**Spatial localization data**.
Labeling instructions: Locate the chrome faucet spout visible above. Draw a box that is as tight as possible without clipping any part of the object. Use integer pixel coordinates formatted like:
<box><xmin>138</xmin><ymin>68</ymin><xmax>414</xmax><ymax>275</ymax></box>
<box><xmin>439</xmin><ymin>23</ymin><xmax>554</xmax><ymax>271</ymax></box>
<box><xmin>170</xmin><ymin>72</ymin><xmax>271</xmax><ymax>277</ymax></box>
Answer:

**Exercise prompt**. The entries above are to be output exactly as they appear.

**Problem solution**.
Labeling instructions: Locate the chrome faucet spout visible above. Draw a box that is as tight as possible without clipping any part of the object. Use integer pixel coordinates formatted like:
<box><xmin>138</xmin><ymin>68</ymin><xmax>414</xmax><ymax>275</ymax></box>
<box><xmin>439</xmin><ymin>23</ymin><xmax>554</xmax><ymax>271</ymax></box>
<box><xmin>170</xmin><ymin>72</ymin><xmax>271</xmax><ymax>277</ymax></box>
Answer:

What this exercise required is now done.